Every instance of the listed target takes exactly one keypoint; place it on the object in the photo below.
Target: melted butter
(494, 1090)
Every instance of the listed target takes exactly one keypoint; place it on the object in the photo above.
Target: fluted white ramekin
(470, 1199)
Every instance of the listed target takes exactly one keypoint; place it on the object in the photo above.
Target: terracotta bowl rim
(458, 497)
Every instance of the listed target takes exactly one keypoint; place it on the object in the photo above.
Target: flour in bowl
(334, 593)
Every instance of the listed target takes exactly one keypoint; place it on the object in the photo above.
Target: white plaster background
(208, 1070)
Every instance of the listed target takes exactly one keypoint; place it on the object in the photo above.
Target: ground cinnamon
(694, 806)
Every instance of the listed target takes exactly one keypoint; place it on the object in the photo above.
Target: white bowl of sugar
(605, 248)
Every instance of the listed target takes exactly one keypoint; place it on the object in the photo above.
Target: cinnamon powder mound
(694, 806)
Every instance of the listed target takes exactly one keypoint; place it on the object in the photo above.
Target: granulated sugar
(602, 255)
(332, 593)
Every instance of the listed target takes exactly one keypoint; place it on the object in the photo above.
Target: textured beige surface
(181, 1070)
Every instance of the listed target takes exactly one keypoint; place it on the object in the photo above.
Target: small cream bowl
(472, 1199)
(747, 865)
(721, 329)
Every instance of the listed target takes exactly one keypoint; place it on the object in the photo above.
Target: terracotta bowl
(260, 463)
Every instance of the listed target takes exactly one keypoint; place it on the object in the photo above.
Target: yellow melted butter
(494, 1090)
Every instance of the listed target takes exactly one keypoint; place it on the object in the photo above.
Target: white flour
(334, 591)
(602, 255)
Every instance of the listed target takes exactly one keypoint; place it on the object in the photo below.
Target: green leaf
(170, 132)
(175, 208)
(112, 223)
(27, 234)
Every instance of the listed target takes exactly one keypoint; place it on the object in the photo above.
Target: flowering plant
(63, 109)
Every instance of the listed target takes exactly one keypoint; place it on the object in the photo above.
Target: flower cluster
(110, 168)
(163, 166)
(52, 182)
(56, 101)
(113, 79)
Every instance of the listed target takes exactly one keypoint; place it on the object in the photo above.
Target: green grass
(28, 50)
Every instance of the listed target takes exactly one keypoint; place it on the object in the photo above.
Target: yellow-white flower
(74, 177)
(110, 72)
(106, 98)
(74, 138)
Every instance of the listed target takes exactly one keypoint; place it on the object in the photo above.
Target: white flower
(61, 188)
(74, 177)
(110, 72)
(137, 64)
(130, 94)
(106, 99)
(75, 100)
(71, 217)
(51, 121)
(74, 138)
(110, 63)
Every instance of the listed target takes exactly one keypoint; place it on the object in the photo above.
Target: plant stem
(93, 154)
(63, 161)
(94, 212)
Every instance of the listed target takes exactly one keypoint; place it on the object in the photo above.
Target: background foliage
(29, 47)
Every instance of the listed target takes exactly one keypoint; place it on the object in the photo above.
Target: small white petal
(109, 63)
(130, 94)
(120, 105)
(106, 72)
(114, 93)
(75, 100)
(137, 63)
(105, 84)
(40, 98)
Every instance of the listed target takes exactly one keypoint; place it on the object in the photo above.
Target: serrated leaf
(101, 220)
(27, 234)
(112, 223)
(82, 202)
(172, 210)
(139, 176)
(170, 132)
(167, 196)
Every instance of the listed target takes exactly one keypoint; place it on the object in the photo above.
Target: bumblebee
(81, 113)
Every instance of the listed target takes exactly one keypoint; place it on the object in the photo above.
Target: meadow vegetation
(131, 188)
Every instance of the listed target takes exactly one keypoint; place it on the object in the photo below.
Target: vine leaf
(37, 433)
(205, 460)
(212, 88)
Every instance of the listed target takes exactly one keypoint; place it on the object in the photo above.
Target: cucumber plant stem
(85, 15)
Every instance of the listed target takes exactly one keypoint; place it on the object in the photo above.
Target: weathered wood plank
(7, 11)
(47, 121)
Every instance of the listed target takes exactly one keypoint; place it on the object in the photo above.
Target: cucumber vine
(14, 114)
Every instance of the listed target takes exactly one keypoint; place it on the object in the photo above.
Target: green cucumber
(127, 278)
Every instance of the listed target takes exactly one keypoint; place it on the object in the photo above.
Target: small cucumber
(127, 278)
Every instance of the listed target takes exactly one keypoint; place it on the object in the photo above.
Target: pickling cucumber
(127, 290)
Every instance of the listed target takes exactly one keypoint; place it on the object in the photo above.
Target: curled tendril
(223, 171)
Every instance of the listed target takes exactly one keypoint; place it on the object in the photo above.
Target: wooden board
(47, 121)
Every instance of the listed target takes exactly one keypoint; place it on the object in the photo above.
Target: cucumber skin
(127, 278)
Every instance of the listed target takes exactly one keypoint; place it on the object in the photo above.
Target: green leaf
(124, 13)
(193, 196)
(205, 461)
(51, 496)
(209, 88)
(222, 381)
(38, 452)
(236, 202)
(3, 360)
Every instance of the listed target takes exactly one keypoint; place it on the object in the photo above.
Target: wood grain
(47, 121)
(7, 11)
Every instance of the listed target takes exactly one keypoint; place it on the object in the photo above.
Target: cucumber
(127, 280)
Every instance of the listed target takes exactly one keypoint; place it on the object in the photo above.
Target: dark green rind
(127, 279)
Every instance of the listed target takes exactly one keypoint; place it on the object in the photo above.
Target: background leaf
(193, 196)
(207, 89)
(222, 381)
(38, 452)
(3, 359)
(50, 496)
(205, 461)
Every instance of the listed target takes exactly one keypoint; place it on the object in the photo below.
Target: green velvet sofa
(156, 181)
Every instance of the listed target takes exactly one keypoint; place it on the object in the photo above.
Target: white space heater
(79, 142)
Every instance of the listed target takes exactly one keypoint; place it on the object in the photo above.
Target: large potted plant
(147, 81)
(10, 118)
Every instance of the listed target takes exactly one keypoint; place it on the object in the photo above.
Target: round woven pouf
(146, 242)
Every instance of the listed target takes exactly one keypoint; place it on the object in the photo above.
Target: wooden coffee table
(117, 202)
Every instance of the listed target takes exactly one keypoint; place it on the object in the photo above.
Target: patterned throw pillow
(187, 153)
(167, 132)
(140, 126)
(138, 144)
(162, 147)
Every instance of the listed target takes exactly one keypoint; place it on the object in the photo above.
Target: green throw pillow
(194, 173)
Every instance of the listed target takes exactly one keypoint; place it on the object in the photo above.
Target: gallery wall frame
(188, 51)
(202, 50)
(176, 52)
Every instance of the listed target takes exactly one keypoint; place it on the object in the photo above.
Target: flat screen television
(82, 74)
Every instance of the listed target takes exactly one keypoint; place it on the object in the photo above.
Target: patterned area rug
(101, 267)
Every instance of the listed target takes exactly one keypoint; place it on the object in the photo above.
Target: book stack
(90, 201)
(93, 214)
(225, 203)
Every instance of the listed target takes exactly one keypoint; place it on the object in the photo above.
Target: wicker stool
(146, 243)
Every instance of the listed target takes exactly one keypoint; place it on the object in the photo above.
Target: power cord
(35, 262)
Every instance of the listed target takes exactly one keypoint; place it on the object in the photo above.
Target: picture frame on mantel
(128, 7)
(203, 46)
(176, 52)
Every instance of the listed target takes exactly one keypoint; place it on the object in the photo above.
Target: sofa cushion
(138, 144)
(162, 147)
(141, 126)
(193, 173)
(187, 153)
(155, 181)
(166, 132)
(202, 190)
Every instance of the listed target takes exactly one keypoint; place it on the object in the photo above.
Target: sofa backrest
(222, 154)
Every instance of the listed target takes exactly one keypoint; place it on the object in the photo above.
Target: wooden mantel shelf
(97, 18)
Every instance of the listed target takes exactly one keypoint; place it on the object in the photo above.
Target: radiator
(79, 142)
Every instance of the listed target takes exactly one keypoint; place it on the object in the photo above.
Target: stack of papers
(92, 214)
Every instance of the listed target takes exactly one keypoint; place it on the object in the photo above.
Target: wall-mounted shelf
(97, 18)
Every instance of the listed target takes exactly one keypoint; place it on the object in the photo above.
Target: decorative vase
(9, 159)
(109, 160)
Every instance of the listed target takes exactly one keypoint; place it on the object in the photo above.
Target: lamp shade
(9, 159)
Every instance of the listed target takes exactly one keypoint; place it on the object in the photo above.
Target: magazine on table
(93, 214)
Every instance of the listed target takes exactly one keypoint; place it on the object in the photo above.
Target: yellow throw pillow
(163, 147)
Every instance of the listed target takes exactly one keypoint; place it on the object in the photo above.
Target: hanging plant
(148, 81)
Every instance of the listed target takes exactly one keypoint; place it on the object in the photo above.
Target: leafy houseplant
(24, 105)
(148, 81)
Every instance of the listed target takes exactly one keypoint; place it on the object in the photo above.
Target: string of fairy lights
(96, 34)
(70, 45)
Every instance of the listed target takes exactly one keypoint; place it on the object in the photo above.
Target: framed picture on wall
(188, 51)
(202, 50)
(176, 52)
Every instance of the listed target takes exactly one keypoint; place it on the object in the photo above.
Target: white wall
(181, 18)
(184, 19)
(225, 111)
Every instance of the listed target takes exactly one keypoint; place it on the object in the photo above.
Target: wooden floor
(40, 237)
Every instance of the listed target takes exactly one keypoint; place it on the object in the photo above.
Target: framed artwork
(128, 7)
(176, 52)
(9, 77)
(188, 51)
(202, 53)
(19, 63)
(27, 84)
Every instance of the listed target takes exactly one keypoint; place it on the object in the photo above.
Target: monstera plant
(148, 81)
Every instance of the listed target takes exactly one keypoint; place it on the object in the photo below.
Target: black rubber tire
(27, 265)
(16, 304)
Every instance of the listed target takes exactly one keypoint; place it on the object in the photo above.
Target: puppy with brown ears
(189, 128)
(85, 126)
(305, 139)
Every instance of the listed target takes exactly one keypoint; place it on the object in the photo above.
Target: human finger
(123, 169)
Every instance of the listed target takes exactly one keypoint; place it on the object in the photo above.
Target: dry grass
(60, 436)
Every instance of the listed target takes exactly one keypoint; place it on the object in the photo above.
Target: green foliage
──────────
• What you are asked to do: Please count the lines of the material above that contain the string "framed", treating case as significant, and give only the number.

• Full solution: 2